Part memoir, part how-to, all Baxter Black, Lessons from a Desperado Poet is a humorous, witty take on making a living by doing the right thing and trying everything. According to Baxter Black, success “does not require a genius; it just requires the persistence of a glacier. Remember, often it’s not ability that gets you ahead, it’s reliability. The world is run by those who show up.”
Lessons from a Desperado Poet leaves a trail of self-improvement and motivational tortilla crumbs that readers will follow with delight—before, that is, squirreling them away in their own cerebral pockets for later use.
Cowboy poet and large-animal veterinarian, Baxter Black, says "I was raised with the coyotes. No, this is serious. I was raised in New Mexico, did three years at New Mexico State University in Las Cruces, then four more years at Colorado State University to earn a Doctor of Veterinary Medicine degree. Veterinary school was hard for me. (The price of a gallon of gas was higher than my GPA!)
"Throughout the summers of my college years I worked at different livestock operations as 'cowboy labor.' To help support myself, among other things, I had a band and rode bulls. Upon graduation I practiced for thirteen years in the livestock business and would still be there if cowboy poetry had not hijacked my life.
"Since poetry is virtually illegal in the United States, I have had to work around the edges of the mainstream to make a living - outside the box, as it were. For thirty years I have been successful performing cowboy poetry (think of Shakespeare rather than Robert Frost) at venues across the country and in Canada. The greatest blessing in my business is that I have never had to solicit appearances. It has all been word of mouth.
"To augment my performances, over the years I have expanded into best-selling books, CD and DVD publishing, a regular column, a commercial radio program, National Public Radio appearances, cable television, and producing commercials.
"Our entertainment business, my wife’s and mine, began in Colorado. Twelve years ago we moved to Arizona to take care of my folks. I still have a heavy travel schedule and we have five employees in our office. We have a married daughter and a teenage son.
"We live on a small ranch close to the Mexican border and I punch cows when I’m not on the road. It ain’t a bad life."

§

■ Goal of the exercise: Condense the paragraph of the Baxter Black passage that begins "Throughout the summers of my college years" into a short list that keeps its main facts.

(Stored data entries)

§

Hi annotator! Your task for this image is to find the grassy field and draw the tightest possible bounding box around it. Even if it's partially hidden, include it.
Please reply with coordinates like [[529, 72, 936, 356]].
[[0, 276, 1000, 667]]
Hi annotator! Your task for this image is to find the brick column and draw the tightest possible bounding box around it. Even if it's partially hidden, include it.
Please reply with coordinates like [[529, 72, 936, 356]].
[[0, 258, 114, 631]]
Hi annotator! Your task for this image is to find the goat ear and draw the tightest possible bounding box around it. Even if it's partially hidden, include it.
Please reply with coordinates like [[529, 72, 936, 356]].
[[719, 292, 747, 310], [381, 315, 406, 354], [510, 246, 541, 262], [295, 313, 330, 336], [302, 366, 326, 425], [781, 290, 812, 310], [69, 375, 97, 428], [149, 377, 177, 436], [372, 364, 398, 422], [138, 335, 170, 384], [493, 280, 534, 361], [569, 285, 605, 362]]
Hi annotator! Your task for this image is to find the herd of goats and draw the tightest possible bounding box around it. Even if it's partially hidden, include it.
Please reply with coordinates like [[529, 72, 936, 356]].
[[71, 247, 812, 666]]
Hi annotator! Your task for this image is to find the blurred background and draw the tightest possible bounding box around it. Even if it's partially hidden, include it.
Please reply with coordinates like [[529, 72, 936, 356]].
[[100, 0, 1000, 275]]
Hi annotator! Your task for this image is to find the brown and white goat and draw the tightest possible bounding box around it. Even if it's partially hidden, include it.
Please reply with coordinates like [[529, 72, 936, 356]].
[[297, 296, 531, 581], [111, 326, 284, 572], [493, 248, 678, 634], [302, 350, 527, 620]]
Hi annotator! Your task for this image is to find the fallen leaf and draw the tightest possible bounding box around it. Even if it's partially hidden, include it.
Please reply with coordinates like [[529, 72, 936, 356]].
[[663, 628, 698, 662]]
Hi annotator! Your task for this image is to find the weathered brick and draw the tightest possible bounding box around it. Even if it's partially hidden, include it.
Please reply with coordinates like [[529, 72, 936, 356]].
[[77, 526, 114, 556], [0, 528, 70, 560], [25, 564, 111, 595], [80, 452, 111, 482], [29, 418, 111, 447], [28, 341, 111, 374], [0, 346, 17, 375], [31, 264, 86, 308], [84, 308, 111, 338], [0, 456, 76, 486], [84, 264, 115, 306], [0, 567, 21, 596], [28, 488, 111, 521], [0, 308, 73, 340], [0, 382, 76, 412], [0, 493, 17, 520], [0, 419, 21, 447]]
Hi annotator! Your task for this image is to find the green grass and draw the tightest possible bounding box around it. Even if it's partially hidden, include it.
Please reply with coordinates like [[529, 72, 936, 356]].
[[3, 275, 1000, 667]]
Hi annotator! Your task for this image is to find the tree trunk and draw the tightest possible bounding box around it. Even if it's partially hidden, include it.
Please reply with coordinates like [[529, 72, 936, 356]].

§

■ Exercise result:
- During his college summers, Baxter Black worked at different livestock operations as "cowboy labor."
- To help support himself, he had a band and rode bulls, among other things.
- After graduating, he practiced for thirteen years in the livestock business.
- He says he would still be there if cowboy poetry had not hijacked his life.